● **ASSIGNMENT**: Set every entry below down once more, exactly as it stands, without images.

● **EXCERPTED DATA**:
________________________________________
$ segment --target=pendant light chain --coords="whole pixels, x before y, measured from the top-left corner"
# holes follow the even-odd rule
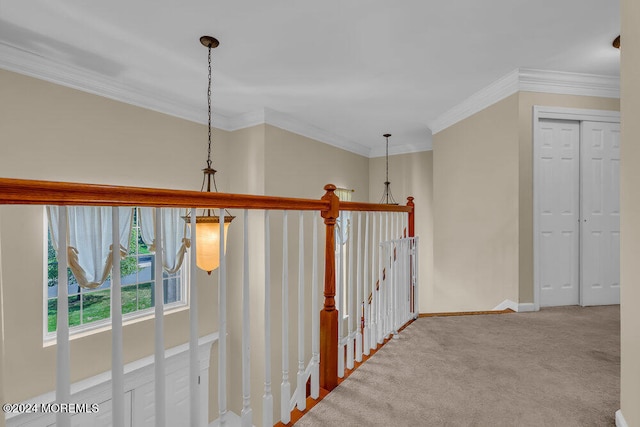
[[[211,45],[209,45],[209,86],[207,87],[207,103],[209,107],[209,148],[207,151],[207,168],[211,167]]]
[[[387,180],[385,182],[389,182],[389,137],[385,137],[387,139]],[[387,203],[389,202],[389,196],[387,195]]]
[[[389,137],[391,136],[390,133],[385,133],[384,135],[382,135],[386,138],[387,143],[386,143],[386,180],[384,181],[384,192],[382,193],[382,198],[380,199],[381,204],[385,204],[385,205],[397,205],[398,203],[395,201],[395,199],[393,198],[393,195],[391,194],[391,182],[389,181]]]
________________________________________
● **REPLY TO THE EXERCISE**:
$ segment --target=pendant light chain --coords="whole pixels, x before y, measured from the top-left corner"
# holes follow the even-odd rule
[[[211,45],[209,45],[209,86],[207,87],[207,103],[209,107],[209,148],[207,151],[207,168],[211,167]]]
[[[387,180],[385,182],[389,182],[389,137],[385,137],[387,139]],[[387,203],[389,202],[389,196],[387,195]]]
[[[389,137],[391,136],[390,133],[385,133],[384,135],[382,135],[386,138],[387,143],[386,143],[386,180],[384,181],[384,192],[382,193],[382,198],[380,199],[381,204],[385,204],[385,205],[397,205],[398,203],[395,201],[395,199],[393,198],[393,195],[391,194],[391,182],[389,181]]]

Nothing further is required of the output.